• **Required work**:
Among the lines below, list those containing the string "grass".

======== Available data

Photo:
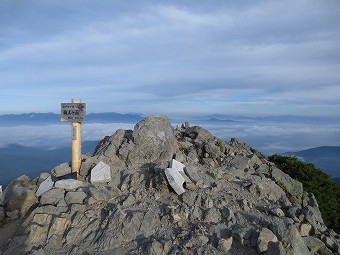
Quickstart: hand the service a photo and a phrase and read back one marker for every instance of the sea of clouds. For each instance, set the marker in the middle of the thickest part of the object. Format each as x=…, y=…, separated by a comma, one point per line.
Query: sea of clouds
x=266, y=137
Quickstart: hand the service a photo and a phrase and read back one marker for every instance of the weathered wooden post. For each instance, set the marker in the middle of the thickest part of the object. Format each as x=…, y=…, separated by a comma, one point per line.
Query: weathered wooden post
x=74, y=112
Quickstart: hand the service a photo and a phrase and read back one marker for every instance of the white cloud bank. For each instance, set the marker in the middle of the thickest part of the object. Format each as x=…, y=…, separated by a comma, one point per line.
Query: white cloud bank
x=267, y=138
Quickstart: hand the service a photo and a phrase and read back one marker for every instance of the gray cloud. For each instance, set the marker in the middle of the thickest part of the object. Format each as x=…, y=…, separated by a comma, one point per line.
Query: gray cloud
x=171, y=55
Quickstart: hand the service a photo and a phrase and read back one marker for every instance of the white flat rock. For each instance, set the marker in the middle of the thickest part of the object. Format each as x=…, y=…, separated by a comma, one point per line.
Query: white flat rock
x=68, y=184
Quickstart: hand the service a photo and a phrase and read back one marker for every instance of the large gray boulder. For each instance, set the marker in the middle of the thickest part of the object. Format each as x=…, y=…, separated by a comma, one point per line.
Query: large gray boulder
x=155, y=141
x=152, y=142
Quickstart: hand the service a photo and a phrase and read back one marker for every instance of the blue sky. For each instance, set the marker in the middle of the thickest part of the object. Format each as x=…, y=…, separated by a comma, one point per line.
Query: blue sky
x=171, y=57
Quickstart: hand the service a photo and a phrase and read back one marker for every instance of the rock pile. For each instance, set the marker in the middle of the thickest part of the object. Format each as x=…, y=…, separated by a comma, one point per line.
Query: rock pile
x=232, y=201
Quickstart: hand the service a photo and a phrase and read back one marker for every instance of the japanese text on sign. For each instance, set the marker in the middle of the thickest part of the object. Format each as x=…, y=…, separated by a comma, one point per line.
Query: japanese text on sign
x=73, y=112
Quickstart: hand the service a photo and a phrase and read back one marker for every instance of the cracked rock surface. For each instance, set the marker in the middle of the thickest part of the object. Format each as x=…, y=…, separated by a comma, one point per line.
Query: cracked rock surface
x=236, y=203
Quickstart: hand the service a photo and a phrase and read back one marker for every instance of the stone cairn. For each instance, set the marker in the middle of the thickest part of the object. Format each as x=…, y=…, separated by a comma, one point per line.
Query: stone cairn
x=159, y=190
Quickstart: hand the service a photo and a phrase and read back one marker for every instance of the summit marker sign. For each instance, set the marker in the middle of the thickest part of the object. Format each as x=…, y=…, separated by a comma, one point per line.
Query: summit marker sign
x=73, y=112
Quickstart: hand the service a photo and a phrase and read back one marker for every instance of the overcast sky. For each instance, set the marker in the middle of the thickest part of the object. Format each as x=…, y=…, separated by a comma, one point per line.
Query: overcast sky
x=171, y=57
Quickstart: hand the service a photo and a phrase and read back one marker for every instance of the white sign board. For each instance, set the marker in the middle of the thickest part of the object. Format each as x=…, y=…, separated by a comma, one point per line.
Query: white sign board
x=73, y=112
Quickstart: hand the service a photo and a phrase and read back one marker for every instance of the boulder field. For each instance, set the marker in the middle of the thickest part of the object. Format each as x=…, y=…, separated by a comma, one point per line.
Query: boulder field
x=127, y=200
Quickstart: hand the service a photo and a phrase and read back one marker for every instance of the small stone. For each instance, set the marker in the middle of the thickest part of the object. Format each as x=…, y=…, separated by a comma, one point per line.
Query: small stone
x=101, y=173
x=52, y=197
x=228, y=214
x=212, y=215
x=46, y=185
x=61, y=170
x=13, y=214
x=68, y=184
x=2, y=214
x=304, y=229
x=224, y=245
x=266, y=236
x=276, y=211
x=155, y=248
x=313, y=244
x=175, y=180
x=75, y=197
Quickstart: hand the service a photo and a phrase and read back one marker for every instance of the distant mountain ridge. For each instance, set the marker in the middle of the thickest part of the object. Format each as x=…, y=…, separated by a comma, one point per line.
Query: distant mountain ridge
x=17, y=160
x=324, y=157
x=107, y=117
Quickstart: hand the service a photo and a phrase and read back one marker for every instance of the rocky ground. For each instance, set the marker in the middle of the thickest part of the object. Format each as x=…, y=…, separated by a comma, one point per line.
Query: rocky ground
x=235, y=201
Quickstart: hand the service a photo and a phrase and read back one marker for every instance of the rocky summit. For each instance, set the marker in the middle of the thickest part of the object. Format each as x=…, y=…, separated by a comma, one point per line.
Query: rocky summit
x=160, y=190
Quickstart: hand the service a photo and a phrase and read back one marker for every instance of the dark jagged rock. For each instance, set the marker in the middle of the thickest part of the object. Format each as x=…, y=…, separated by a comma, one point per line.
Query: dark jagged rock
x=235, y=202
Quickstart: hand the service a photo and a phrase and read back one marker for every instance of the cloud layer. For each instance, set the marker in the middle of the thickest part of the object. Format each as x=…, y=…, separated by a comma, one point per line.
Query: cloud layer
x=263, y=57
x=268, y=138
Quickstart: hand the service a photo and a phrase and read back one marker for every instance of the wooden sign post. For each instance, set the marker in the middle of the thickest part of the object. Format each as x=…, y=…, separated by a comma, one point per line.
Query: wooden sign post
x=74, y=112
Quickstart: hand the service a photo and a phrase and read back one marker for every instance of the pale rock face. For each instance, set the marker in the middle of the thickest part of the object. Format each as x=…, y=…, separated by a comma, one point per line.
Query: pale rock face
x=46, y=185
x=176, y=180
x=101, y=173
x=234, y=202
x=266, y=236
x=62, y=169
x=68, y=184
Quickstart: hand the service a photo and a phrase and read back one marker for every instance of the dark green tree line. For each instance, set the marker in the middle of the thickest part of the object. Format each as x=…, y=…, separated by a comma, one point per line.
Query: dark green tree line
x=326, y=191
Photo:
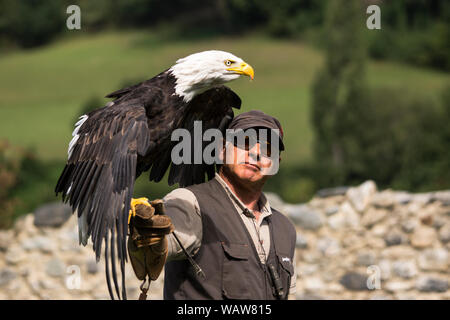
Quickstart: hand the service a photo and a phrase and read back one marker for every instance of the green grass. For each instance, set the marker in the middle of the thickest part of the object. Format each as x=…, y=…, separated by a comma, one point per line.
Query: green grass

================

• **Solution for this exercise**:
Quickstart: hand the service a photo and a phrase and read back one marker for every instance of the green grass. For each instance, set the marker in the middle of the thickest part of the object. Format each as x=…, y=…, separated by a comma, one point per line.
Query: green grass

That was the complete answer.